### [Text to read]
Introduction to Visual Culture

Introduction to the role of visual cultural in the nineteenth and twentieth centuries in expressing and shaping both individual and collective identities. Case studies -- how imperialism has shaped our world, even today; gender roles and agency as these change over time; and critical events of the 20th/21st century -- draw from different regional histories and socio-cultural patterns. We examine a variety of visual genres - such as photography, popular posters, advertising, bodies and buildings in public spaces -- to study how visual culture can be used as evidence to understand the past, using the approaches of the disciplines of History and Art History.

### [Parts of the exercise]
(a) Reproduce the visual culture course description word for word, between "Introduction to Visual" and "and Art History.", inclusive.
(b) Keep writing the visual culture course description, starting after its final sentence.

### [Entries]
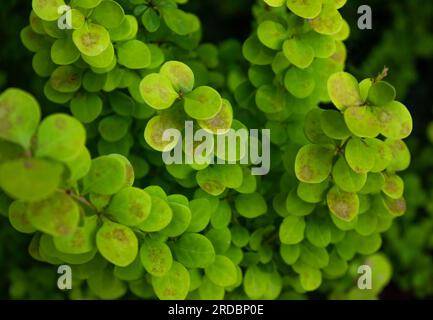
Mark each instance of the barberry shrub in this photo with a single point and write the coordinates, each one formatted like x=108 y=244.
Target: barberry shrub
x=90 y=185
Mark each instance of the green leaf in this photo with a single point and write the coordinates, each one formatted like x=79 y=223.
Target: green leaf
x=299 y=83
x=87 y=4
x=108 y=13
x=382 y=154
x=400 y=155
x=315 y=257
x=66 y=79
x=275 y=3
x=19 y=116
x=329 y=21
x=91 y=39
x=64 y=52
x=362 y=121
x=292 y=230
x=359 y=156
x=250 y=205
x=154 y=134
x=240 y=235
x=347 y=179
x=151 y=20
x=174 y=285
x=134 y=54
x=312 y=193
x=381 y=93
x=127 y=30
x=270 y=99
x=107 y=176
x=81 y=241
x=47 y=10
x=132 y=272
x=255 y=282
x=312 y=128
x=60 y=137
x=180 y=221
x=18 y=217
x=105 y=285
x=395 y=120
x=394 y=186
x=200 y=214
x=298 y=53
x=343 y=90
x=131 y=206
x=57 y=215
x=333 y=125
x=105 y=60
x=307 y=9
x=180 y=22
x=222 y=216
x=42 y=63
x=157 y=91
x=396 y=207
x=313 y=163
x=203 y=103
x=220 y=238
x=256 y=53
x=222 y=122
x=180 y=75
x=323 y=46
x=86 y=107
x=194 y=250
x=114 y=127
x=272 y=34
x=160 y=215
x=296 y=206
x=156 y=257
x=290 y=253
x=30 y=179
x=310 y=279
x=344 y=205
x=209 y=180
x=318 y=232
x=222 y=271
x=117 y=243
x=210 y=291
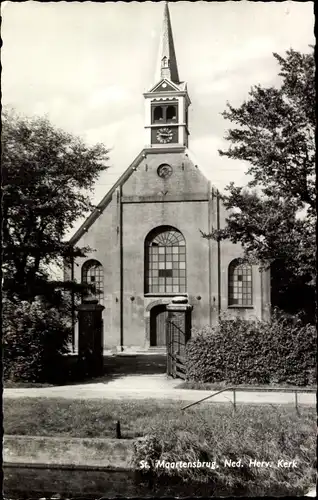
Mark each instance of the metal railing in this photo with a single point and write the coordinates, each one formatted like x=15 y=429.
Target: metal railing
x=235 y=389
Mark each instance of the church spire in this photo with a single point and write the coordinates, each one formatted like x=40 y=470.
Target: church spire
x=167 y=62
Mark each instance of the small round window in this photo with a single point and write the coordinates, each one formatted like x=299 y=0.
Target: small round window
x=164 y=171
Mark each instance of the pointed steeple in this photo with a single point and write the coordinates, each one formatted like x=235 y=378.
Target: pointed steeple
x=167 y=62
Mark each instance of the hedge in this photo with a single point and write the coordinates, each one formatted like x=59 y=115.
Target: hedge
x=240 y=351
x=35 y=340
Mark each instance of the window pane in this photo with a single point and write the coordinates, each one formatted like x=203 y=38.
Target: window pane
x=166 y=257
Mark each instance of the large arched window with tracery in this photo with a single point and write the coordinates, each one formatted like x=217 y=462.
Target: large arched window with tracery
x=165 y=261
x=92 y=274
x=240 y=283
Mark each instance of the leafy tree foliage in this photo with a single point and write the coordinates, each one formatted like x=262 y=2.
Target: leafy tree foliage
x=47 y=176
x=273 y=217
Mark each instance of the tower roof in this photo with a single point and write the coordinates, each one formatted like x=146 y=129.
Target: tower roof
x=167 y=62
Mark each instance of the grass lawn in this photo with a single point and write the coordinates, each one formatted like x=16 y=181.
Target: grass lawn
x=206 y=433
x=97 y=418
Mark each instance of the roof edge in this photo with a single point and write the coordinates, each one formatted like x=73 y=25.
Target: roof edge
x=98 y=210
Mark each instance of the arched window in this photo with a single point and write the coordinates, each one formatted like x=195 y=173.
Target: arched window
x=171 y=113
x=240 y=284
x=165 y=261
x=92 y=274
x=164 y=62
x=158 y=114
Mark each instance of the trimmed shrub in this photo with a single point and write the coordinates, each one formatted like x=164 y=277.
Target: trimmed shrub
x=240 y=351
x=35 y=338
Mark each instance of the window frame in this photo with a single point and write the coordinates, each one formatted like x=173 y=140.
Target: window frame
x=244 y=293
x=168 y=260
x=86 y=268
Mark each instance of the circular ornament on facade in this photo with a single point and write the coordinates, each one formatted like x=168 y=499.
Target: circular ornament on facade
x=164 y=135
x=164 y=171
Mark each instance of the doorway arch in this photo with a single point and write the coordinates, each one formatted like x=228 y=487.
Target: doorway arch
x=158 y=316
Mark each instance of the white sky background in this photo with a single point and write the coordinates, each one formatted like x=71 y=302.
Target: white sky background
x=86 y=65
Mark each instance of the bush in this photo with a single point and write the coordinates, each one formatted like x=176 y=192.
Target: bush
x=239 y=351
x=35 y=338
x=250 y=433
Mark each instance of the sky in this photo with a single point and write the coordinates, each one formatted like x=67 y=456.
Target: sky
x=86 y=65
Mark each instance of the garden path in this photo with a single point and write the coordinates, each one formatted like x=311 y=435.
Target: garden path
x=156 y=386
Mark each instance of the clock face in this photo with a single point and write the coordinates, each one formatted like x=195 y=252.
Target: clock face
x=164 y=171
x=164 y=135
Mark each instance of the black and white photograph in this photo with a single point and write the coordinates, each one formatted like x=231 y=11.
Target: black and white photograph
x=158 y=249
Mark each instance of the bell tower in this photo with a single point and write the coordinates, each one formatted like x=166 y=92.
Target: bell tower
x=167 y=102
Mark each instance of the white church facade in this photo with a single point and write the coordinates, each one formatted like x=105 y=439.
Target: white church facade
x=145 y=234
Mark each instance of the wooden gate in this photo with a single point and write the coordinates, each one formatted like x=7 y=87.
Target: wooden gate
x=158 y=334
x=90 y=337
x=178 y=327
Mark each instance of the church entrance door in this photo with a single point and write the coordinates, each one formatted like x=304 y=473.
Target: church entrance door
x=158 y=316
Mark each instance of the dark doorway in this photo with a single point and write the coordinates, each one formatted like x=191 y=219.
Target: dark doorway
x=158 y=316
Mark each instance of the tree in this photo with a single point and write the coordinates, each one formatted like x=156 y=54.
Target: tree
x=273 y=217
x=47 y=175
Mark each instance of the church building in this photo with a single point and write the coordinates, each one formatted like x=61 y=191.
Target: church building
x=145 y=234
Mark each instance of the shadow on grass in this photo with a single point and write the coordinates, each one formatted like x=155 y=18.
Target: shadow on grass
x=114 y=367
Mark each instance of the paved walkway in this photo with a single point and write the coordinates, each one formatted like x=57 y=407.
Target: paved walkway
x=157 y=387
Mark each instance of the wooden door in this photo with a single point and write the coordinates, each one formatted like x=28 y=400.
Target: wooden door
x=158 y=326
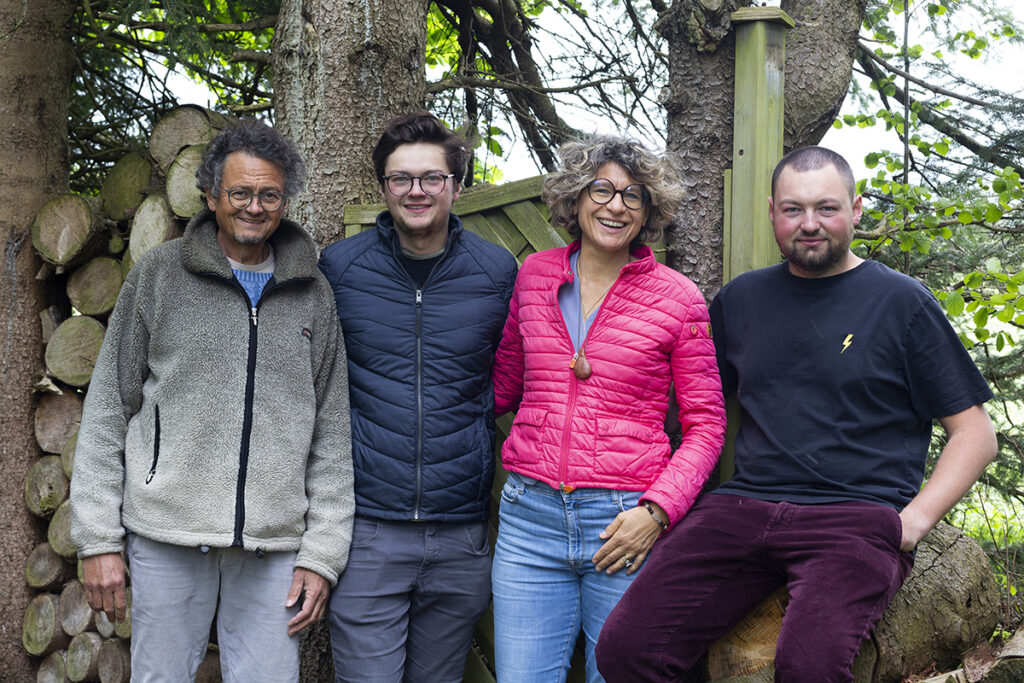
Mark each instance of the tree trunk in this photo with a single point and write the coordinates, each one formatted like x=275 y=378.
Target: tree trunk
x=153 y=224
x=341 y=71
x=699 y=109
x=35 y=74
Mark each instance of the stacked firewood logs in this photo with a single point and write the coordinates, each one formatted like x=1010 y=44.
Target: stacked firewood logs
x=88 y=245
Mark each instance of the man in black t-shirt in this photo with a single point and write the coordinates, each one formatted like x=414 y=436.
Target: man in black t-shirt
x=840 y=367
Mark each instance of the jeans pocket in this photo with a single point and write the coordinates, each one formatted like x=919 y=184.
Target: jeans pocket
x=365 y=531
x=625 y=500
x=477 y=538
x=513 y=488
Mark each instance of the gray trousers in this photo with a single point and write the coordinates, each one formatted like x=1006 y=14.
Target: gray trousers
x=408 y=601
x=176 y=591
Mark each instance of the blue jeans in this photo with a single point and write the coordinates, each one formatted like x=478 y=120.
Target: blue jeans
x=406 y=606
x=544 y=582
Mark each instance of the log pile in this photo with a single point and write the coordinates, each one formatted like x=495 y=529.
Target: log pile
x=88 y=246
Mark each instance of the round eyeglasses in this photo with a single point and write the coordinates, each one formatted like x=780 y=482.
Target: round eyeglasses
x=602 y=190
x=241 y=199
x=400 y=184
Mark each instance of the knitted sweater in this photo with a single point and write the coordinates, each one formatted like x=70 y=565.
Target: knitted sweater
x=209 y=422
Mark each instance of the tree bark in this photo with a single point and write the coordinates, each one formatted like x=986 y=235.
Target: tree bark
x=341 y=71
x=153 y=224
x=699 y=108
x=35 y=74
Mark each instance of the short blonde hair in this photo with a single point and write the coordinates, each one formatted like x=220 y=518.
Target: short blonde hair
x=580 y=162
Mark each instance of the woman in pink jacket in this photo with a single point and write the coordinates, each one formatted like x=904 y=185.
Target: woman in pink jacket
x=597 y=335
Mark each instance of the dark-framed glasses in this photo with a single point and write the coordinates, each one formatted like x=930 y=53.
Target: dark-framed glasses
x=400 y=184
x=602 y=190
x=271 y=200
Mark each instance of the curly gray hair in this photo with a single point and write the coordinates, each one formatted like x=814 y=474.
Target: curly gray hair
x=580 y=163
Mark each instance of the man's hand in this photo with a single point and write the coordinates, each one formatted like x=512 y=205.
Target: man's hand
x=103 y=577
x=971 y=445
x=313 y=589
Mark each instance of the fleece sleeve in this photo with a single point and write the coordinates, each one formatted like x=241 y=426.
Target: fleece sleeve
x=115 y=395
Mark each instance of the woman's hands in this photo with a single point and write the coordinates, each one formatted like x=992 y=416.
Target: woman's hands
x=629 y=539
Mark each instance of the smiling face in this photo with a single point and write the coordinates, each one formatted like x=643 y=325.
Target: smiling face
x=242 y=232
x=421 y=219
x=611 y=226
x=813 y=217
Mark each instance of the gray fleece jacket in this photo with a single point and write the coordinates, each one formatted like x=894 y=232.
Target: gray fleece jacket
x=210 y=423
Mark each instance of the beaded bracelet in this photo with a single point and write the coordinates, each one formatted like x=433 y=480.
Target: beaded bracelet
x=664 y=525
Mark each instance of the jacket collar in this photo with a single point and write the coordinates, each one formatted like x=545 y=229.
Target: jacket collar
x=644 y=260
x=389 y=233
x=294 y=252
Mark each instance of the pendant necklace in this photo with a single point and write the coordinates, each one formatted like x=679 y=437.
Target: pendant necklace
x=579 y=365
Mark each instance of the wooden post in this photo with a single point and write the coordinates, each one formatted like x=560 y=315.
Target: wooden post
x=757 y=146
x=757 y=136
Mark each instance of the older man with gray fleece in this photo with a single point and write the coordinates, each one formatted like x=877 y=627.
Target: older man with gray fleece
x=214 y=445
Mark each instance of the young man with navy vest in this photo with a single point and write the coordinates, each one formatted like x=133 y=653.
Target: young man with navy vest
x=422 y=302
x=840 y=366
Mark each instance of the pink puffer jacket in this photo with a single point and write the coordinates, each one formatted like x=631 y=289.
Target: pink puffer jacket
x=607 y=431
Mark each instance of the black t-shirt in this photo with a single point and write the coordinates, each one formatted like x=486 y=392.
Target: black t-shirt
x=420 y=267
x=839 y=379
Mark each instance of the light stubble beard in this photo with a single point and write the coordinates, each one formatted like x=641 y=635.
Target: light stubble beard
x=817 y=260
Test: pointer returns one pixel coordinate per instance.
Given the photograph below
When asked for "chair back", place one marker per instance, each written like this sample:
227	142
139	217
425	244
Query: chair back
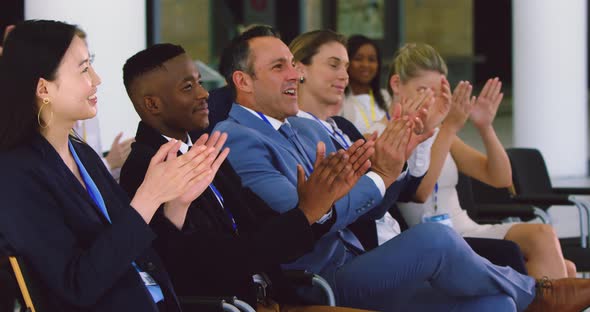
529	172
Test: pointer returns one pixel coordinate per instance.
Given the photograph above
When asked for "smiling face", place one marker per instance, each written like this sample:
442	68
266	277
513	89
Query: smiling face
364	65
424	79
73	92
177	98
274	82
326	77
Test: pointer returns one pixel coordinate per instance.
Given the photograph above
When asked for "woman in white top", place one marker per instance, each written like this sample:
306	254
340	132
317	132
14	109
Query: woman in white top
365	103
419	66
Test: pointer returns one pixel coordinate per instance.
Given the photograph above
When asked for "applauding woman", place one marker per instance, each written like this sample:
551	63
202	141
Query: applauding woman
85	242
419	66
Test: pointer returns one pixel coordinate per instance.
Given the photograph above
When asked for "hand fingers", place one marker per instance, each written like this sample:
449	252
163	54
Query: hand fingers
220	142
164	150
300	177
496	90
173	152
117	138
220	159
361	154
486	88
396	111
320	153
195	156
213	139
335	163
202	139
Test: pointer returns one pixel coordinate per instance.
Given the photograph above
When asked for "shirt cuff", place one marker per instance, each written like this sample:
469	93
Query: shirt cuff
378	182
325	217
419	161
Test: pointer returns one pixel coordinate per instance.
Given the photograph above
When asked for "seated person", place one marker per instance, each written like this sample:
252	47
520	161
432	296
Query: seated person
317	99
217	243
420	64
85	242
428	267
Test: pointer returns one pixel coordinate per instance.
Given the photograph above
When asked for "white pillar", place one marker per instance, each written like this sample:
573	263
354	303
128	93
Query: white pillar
116	30
551	82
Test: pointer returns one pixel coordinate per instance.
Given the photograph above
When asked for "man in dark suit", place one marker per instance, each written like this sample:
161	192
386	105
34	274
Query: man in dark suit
218	243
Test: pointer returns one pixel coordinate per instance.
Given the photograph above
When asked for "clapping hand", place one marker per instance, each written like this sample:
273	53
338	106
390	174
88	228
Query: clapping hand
486	105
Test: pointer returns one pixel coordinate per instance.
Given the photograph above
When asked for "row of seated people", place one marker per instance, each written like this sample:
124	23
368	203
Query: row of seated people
279	203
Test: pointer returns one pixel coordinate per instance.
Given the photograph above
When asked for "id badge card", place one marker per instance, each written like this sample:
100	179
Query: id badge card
442	218
147	279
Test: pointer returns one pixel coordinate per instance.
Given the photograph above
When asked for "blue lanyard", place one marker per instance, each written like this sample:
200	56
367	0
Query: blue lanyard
308	164
151	285
332	134
435	196
231	217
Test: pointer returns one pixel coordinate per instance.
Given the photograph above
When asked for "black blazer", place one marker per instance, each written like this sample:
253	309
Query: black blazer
81	261
207	257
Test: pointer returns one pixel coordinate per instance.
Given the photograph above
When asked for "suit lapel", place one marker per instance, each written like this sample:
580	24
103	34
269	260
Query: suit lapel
246	118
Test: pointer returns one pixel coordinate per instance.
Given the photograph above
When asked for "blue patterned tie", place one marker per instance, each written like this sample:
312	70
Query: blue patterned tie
288	132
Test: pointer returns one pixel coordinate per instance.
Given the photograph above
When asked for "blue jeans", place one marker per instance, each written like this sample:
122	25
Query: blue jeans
428	267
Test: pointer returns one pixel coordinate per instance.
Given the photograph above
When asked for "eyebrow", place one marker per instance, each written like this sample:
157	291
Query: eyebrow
84	61
279	60
191	77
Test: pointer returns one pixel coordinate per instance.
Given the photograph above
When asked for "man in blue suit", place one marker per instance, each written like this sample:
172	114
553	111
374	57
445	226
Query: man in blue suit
428	267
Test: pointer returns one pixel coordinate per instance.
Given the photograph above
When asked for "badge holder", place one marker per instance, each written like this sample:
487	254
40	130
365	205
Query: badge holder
435	216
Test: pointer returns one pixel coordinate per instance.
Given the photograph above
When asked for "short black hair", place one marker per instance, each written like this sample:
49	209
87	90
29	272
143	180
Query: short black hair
355	42
236	55
147	60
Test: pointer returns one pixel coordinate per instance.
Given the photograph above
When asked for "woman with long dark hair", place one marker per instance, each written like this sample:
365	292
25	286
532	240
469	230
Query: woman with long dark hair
85	242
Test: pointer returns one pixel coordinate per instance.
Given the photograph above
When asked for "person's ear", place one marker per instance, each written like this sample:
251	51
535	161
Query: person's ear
42	90
243	81
152	104
395	83
302	70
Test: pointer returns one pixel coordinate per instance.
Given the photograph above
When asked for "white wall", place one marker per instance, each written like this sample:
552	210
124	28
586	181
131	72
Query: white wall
116	30
550	82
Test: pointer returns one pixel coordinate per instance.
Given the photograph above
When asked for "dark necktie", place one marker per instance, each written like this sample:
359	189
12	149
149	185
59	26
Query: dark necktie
288	132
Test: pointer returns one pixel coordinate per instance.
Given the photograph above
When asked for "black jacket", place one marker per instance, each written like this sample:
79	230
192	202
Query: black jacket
80	260
207	257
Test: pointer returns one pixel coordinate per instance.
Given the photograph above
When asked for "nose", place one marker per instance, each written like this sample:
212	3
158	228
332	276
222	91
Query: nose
202	93
94	77
292	73
343	74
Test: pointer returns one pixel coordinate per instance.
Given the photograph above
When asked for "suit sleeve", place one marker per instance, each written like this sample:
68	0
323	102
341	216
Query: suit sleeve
35	223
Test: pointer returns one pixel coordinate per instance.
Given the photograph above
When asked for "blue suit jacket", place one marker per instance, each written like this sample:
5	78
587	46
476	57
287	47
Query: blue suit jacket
267	163
80	260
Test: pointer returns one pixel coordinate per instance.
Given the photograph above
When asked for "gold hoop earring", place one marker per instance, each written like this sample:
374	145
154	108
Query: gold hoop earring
45	102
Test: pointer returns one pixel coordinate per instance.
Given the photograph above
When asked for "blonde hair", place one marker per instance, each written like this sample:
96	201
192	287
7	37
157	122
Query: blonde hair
412	58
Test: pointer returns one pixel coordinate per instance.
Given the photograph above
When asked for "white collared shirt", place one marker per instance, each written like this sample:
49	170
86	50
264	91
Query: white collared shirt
276	124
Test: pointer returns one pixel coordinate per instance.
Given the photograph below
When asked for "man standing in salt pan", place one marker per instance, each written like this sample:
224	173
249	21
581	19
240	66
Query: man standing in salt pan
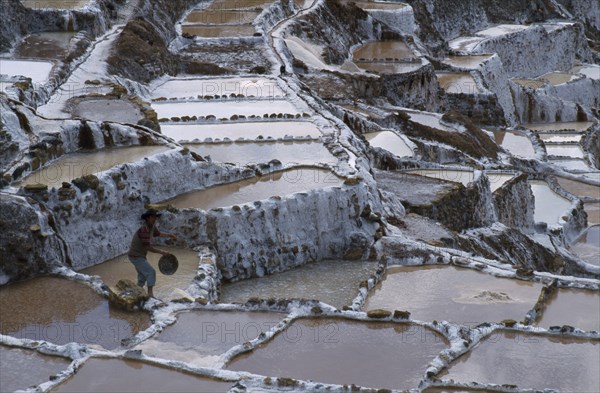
141	244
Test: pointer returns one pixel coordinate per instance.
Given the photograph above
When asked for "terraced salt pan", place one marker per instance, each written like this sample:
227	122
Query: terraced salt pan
587	247
55	4
257	188
333	282
222	109
219	31
233	131
288	153
387	49
572	125
466	61
589	70
62	311
517	145
457	82
452	294
464	177
74	165
221	17
200	337
331	350
192	88
389	141
531	361
47	45
22	368
116	375
572	151
167	287
38	71
549	206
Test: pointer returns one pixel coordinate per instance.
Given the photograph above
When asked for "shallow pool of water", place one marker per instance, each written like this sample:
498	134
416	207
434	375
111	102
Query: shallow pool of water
329	350
464	177
288	153
333	282
388	49
116	375
531	361
200	337
453	294
74	165
192	88
457	82
23	368
167	287
257	188
233	131
549	206
62	311
572	151
389	141
515	144
222	109
587	246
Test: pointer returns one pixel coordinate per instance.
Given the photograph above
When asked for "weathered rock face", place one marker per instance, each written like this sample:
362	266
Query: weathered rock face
514	204
29	245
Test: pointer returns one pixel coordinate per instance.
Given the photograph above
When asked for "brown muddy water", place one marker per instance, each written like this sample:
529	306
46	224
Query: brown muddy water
24	368
573	307
334	282
200	337
167	287
62	311
531	361
453	294
74	165
329	350
115	375
257	188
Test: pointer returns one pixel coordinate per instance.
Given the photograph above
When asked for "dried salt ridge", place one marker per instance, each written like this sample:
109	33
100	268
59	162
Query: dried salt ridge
364	219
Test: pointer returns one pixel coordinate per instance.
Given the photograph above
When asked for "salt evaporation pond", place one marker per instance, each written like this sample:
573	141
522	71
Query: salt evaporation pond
167	287
332	350
62	311
531	361
24	368
120	111
573	307
453	294
464	177
387	49
192	88
222	109
116	375
587	246
333	282
457	82
515	144
572	151
389	141
466	61
572	125
578	188
257	188
288	153
200	337
74	165
549	206
248	130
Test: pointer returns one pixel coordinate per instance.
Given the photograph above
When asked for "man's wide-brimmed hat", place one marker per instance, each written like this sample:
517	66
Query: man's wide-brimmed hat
151	212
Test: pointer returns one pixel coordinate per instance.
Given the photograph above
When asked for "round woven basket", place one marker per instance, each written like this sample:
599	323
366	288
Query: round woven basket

### [Final answers]
(a)
Introduction to Visual Culture

Introduction to the role of visual cultural in the nineteenth and twentieth centuries in expressing and shaping both individual and collective identities. Case studies -- how imperialism has shaped our world, even today; gender roles and agency as these change over time; and critical events of the 20th/21st century -- draw from different regional histories and socio-cultural patterns. We examine a variety of visual genres - such as photography, popular posters, advertising, bodies and buildings in public spaces -- to study how visual culture can be used as evidence to understand the past, using the approaches of the disciplines of History and Art History.

(b)
Course ID: HI/HA 240
Course Fulfills: GEP Global Knowledge, GEP Humanities, GEP Interdisciplinary Perspectives
Professor: Sandria Freitag

Scientific Revolution and European Society, 1500-1800

This class situates the development of European sciences from the early modern period to the end of the Enlightenment (ca. 1500-1800) in their social, cultural, and political contexts in order to identify the reasons why science came to assume the form and the function it does in the modern world. It will deal with the Scientific Revolution and the Enlightenment from a comparative perspective, discuss their respective functions in shaping European polities, and identify the imperial tendencies of modern science. Relevant themes are the relationship between science and religion, the construction of modern nation-states or nation-empires, the rise of mathematics and experimental culture, and scientific empire.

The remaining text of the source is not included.